The more drugs the doctor prescribes for various conditions, the harder it is to keep up with what you’re taking and when you’re supposed to take it. The confusion can lead to a missed dose or a mistake. Mistakes often result in dangerous side effects of medications interacting. Take a few moments to get organized so you can avoid these problems.
Here are a few tips to help manage the multitudes of medications:
Use Only ONE Pharmacy
If possible, have all your medications filled at the same pharmacy. This will allow your pharmacist to track your medications and alert you to possible drug interactions that could be troublesome.
Make a List
Keep an updated list of all the over-the-counter and prescription medications you are taking with you at all times. Share this list with each member of your health care team when on doctor visits or visiting the pharmacist. The list should include the name of each medication, the dosage information, and the reason you are taking it.
Make a File
After you read all the information that accompanies each prescription medication, file it in a place where you can find it should you ever have questions about side effects or dosage.
Get a Routine
Managing multiple prescriptions can be difficult at first. Try getting into a routine of taking meds the same time each day (at meal time or bedtime). If you rely on a calendar, like me, to help you remember the most important days and events, writing your medication times down can serve as a great visual cue to help keep you on target. There are several fantastic pill organizers on the market now that can organize your meds up to a month in advance for added convenience. However, if you just can’t seem to get into a good medication rhythm on your own, don’t stress yourself out. There are medical alert companies that place reminder calls when it’s time to take the next dose.
Take a few minutes today to organize your medications and consider a plan or technique that will establish a consistent routine. Not only will you feel a little less frazzled, you’ll also be more likely to avoid dangerous medication mix ups.
+ + + + +
_Problem 1_: In the medication management tips, what three items should the list of medications include?
_Problem 2_: From the medication management tips, reproduce the text from "Take a few minutes" to "medication mix ups." without changes.

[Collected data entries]
+ + + + +
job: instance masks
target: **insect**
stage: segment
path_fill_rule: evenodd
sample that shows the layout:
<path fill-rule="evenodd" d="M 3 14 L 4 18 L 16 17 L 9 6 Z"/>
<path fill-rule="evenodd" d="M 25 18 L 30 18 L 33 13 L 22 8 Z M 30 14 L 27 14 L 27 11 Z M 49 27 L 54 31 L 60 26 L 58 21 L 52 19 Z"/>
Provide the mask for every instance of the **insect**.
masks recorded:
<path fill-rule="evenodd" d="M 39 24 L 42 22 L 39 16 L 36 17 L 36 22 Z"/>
+ + + + +
_Written reply 1_: The name of each medication, the dosage information, and the reason you are taking it.

_Written reply 2_:
Take a few minutes today to organize your medications and consider a plan or technique that will establish a consistent routine. Not only will you feel a little less frazzled, you’ll also be more likely to avoid dangerous medication mix ups.